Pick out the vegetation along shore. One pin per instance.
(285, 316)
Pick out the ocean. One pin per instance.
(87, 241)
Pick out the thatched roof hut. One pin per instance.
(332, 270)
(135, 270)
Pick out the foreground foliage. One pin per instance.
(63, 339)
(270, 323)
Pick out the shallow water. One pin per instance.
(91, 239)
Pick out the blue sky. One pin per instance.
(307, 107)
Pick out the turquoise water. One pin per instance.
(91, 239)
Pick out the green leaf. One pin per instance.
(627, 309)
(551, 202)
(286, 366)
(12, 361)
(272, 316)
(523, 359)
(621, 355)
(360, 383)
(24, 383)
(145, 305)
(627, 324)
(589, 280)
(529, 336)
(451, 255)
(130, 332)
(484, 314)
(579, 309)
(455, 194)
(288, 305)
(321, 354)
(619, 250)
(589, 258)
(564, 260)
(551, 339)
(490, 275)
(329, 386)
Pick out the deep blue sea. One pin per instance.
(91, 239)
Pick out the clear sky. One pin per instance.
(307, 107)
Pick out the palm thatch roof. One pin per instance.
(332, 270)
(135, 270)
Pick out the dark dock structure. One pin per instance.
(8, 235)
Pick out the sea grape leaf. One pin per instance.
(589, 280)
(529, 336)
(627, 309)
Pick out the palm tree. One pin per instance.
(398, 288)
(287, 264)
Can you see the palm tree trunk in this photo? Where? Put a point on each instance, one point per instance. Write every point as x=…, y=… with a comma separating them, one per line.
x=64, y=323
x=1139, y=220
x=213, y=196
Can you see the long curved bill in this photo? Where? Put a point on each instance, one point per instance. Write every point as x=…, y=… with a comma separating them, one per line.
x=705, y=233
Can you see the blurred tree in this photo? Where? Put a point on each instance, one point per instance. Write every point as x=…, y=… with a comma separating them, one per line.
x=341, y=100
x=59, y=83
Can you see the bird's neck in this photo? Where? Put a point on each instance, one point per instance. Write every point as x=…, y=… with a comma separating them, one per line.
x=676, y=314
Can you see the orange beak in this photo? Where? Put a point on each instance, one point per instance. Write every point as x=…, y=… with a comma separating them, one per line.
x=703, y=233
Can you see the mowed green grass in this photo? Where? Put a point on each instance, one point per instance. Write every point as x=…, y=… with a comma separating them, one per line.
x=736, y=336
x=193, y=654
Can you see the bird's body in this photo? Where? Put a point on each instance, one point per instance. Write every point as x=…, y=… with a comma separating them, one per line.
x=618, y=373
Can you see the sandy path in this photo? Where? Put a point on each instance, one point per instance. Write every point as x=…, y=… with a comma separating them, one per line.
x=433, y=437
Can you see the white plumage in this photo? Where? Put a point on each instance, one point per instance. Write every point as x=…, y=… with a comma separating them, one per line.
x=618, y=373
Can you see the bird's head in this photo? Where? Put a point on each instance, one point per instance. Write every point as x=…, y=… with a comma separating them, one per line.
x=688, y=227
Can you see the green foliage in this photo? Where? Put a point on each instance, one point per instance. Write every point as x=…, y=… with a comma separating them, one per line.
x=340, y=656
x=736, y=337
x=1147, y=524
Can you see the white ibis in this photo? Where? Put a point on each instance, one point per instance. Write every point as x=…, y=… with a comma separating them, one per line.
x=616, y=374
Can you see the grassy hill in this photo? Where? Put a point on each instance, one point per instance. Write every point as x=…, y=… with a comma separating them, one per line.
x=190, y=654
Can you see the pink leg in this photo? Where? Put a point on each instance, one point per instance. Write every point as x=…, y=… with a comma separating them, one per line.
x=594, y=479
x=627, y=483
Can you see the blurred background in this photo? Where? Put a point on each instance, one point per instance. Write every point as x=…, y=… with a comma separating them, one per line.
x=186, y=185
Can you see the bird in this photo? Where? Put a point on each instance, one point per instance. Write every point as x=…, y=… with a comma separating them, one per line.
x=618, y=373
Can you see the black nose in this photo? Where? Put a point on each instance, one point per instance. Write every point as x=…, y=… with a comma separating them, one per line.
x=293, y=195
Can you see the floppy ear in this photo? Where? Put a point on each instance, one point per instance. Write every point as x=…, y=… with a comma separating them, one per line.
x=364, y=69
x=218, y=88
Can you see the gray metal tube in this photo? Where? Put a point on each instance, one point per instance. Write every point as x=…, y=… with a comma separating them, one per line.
---*---
Aim of the task =
Reproduce the material. Keep every word as written.

Solution for this problem =
Pick out the vegetation along shore. One pin per instance.
(285, 316)
Pick out the ocean. One pin per instance.
(87, 241)
Pick out the thatched roof hut. One pin per instance.
(332, 270)
(135, 270)
Pick out the foreground foliage. One pin per instance.
(63, 339)
(270, 323)
Pick out the shallow water. One pin per instance.
(91, 239)
Pick out the blue sky. One pin per instance.
(307, 107)
Pick out the turquoise water. One pin per instance.
(91, 239)
Pick out the green leaf. One pin per instance.
(627, 309)
(551, 202)
(286, 366)
(12, 361)
(272, 316)
(523, 359)
(621, 355)
(360, 383)
(24, 383)
(145, 305)
(627, 324)
(589, 280)
(529, 336)
(451, 255)
(130, 332)
(484, 314)
(579, 309)
(455, 194)
(288, 305)
(321, 354)
(619, 250)
(589, 258)
(564, 260)
(551, 339)
(490, 275)
(329, 386)
Pick out the deep blue sea. One pin per instance.
(91, 239)
Pick out the clear sky. One pin per instance.
(307, 107)
Pick out the palm thatch roof. One pin per instance.
(332, 270)
(135, 270)
Pick out the dark dock structure. One pin per instance.
(8, 235)
Pick out the sea grape leaf. One pin per instance.
(589, 280)
(529, 336)
(627, 309)
Pick out the palm tree. One pin per instance.
(398, 288)
(287, 264)
Can you see the palm tree trunk in this photo? Where? Put a point on each instance, one point per instance. Write every point as x=…, y=… with a comma separating them, one per line.
x=64, y=323
x=1139, y=220
x=213, y=196
Can you see the long curved bill in this photo? Where? Put a point on each instance, one point per instance. Write every point as x=…, y=… with a comma separating them, one per line.
x=705, y=233
Can you see the blurred tree in this photo? Where? Put a point on each instance, one point per instance. Write every point as x=…, y=… with a comma separating them, one per line.
x=341, y=100
x=59, y=83
Can you see the bird's neck in this photo? Where? Put a point on each instance, one point per instance. Write every point as x=…, y=… with a comma separating them, one per line.
x=676, y=314
Can you see the orange beak in this photo? Where? Put a point on each instance, one point per instance. Write every point as x=…, y=… with a comma separating them, one per line.
x=703, y=233
Can you see the mowed green grass in this photo? Where? Put a point on each instance, one point per instance. Write every point as x=…, y=… with a comma separating them, one per line.
x=736, y=336
x=193, y=654
Can you see the bird's body in this photo? Where? Put a point on each instance, one point per instance. Write every point as x=…, y=… with a comma separating them, one per line.
x=618, y=373
Can you see the sandy path in this photo? Where? Put a point on each instance, one point per instance. Write every point as x=…, y=… with a comma separating them, one per line.
x=433, y=437
Can you see the white plumage in this photo? Where? Put a point on each instance, one point per instance. Write every point as x=…, y=… with a comma separating them, one per line.
x=618, y=373
Can you see the bird's head in this photo? Where? Put a point on each instance, one point per instance. Write every point as x=…, y=… with a comma separating them, one per line.
x=688, y=227
Can you see the green foliage in this photo? Where? Put a point on each instance, one point per instance. Write every point as x=…, y=… with a comma separating them, one per line.
x=340, y=656
x=736, y=337
x=1147, y=524
Can you see the white ibis in this photo? Where? Put a point on each instance, one point per instance. Write every point as x=…, y=… with a comma separating them, one per line.
x=616, y=374
Can you see the grassy hill in this photo? Where? Put a point on each instance, one point per instance. Write every point as x=…, y=… with a comma separating them, one per line.
x=190, y=654
Can you see the pink leg in this photo? Where? Put a point on each instance, one point per instance. Write every point as x=…, y=… with a comma separating them, one per line.
x=594, y=479
x=627, y=483
Can you see the blurred background in this photo? Where? Put a point on each instance, one point per instance. Write every point as x=…, y=… with a comma separating them, one per line.
x=186, y=185
Can you see the bird in this photo? Where? Put a point on each instance, one point per instance. Write every point as x=…, y=… with a comma separating them, one per line.
x=618, y=373
Can you see the black nose in this photo? Where? Put a point on each instance, one point per instance. Write every point as x=…, y=… with a comma separating them, one per line.
x=293, y=195
Can you see the floppy ear in this photo? Where? Put a point on each instance, one point per instance. Write every point as x=…, y=… with a comma separating them, one per line.
x=364, y=69
x=218, y=88
Can you see the gray metal tube in this photo? Where? Put a point on each instance, one point per instance. Write every point as x=…, y=… with a comma separating them, one per line.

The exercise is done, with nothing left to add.